» What is asked: Can you change "drop a dot" to "place a marker" in every one of the records below and give them back with nothing else altered?

**** Exercise materials

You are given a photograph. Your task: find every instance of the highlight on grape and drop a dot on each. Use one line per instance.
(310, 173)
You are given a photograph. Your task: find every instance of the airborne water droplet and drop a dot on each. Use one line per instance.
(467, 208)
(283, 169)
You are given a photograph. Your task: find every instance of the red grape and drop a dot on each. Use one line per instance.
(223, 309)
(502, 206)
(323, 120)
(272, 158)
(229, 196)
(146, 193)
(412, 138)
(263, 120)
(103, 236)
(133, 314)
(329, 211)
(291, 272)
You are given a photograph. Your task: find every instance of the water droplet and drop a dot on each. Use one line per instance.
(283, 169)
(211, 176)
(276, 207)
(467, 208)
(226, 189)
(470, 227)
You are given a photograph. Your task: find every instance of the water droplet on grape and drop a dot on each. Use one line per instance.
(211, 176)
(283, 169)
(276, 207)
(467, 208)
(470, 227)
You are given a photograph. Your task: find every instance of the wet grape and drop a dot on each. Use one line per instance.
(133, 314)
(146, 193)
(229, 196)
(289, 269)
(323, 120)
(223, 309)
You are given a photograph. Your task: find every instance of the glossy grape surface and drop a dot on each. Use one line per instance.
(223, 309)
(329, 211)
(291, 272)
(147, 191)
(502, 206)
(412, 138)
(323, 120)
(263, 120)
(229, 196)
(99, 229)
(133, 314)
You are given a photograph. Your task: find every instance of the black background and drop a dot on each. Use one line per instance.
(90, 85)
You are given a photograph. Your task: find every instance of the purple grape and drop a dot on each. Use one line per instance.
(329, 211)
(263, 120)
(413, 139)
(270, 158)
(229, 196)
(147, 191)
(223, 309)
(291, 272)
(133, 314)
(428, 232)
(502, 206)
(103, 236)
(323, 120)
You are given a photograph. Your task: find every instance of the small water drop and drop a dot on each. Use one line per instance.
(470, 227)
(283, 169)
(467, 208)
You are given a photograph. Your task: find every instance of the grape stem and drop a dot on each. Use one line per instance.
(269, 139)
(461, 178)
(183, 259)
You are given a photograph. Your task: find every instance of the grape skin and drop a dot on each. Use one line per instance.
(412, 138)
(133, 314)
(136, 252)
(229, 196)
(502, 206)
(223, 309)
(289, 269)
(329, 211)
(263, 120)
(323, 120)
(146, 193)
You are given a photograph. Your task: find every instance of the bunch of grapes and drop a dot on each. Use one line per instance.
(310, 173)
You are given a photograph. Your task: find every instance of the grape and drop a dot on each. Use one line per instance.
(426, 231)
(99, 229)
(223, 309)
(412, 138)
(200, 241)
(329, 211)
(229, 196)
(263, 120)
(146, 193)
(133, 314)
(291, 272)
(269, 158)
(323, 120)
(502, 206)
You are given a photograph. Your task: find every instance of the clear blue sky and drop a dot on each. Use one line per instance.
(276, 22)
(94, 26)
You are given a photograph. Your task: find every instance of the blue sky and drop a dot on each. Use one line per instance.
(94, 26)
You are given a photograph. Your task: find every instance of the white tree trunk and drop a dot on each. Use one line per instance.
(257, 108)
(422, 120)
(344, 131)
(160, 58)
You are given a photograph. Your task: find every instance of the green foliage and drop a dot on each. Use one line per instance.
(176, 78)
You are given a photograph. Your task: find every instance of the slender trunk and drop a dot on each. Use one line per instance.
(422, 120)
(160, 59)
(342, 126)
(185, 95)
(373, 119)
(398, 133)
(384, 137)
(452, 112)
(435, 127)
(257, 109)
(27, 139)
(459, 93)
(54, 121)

********

» Exercise output:
You are given a photograph. Your task: find every instance of the highlight on grape and place a marker on each. Use one line per instance.
(310, 173)
You are given a photograph. Your task: find every instance of the airborne water droplet and place a marker on each. Use one line per instance.
(467, 208)
(283, 169)
You are given a photograph. Your task: find every instance of the red grape and place a marker on each. Use one line per instance.
(223, 309)
(502, 206)
(323, 120)
(272, 158)
(229, 196)
(146, 193)
(412, 138)
(263, 120)
(103, 236)
(133, 314)
(329, 211)
(291, 272)
You are given a photograph. Your task: find every instance of the water droplet and place a marker on each. Use one line per instance.
(283, 169)
(211, 176)
(276, 207)
(467, 208)
(226, 189)
(470, 227)
You are given a photograph. Your task: find every instance of the water droplet on grape and place a marker on each. Use one line per instance.
(211, 176)
(283, 169)
(276, 207)
(467, 208)
(470, 227)
You are given a photograph. Your task: find every instance of the wet grape and place a marker on each. Use one line per instance.
(133, 314)
(146, 193)
(229, 196)
(289, 269)
(323, 120)
(223, 309)
You are given a photograph. Your task: find every instance of the glossy grape surface and place a marker on each. Use one line per instance.
(223, 309)
(329, 211)
(291, 272)
(147, 191)
(502, 206)
(412, 138)
(323, 120)
(263, 120)
(229, 196)
(99, 229)
(133, 314)
You are given a photograph. Your task: find every instance of the black background and place a marker on each. Use one line per instance.
(90, 85)
You are given a photograph. Your task: find every instance of the purple grape and place a marker on each. Use one line per instance.
(329, 211)
(263, 120)
(413, 139)
(270, 158)
(229, 196)
(147, 191)
(223, 309)
(291, 272)
(133, 314)
(428, 232)
(502, 206)
(103, 236)
(323, 120)
You are given a photograph. Your task: find every instance of the small water drop and place a marker on each. Use one line per instance.
(470, 227)
(283, 169)
(467, 208)
You are given a photograph. Your task: find every instance of the grape stem and place a marker on each. Use one line per instance.
(269, 139)
(461, 178)
(183, 259)
You are given a photograph. Your task: find every instance of the grape skin and place a marker on each. Use one line per instance.
(412, 138)
(133, 314)
(136, 252)
(229, 196)
(502, 206)
(223, 309)
(289, 269)
(329, 211)
(263, 120)
(323, 120)
(146, 193)
You are given a photograph. Your task: find every instance of the bunch of grapes and place a marker on each. Use one line per instance.
(310, 173)
You are given a photograph. Your task: find every instance of the grape and place a marker on each. Use one line per instance.
(426, 231)
(99, 229)
(223, 309)
(412, 138)
(200, 241)
(329, 211)
(229, 196)
(263, 120)
(146, 193)
(133, 314)
(291, 272)
(269, 158)
(323, 120)
(502, 206)
You are given a photograph. Your task: find every instance of the clear blue sky and place a marker on each. Use one line per instance.
(276, 22)
(94, 26)
You are given a photograph. Your task: find every instance of the blue sky and place a marker on each. Use one line per instance.
(94, 26)
You are given a photograph. Your task: find every instance of the white tree trunk and place a marker on each. Use one line per instance.
(257, 108)
(422, 120)
(344, 131)
(160, 58)
You are given a photograph. Your task: find every instance of the green foliage and place a marker on each. Use one line per instance.
(176, 78)
You are given a photograph. Your task: find every instance of the slender trunk and place a marker on each. Use one line per instance.
(422, 120)
(160, 59)
(342, 126)
(185, 95)
(373, 119)
(398, 133)
(384, 137)
(452, 112)
(435, 127)
(257, 109)
(27, 139)
(459, 93)
(54, 121)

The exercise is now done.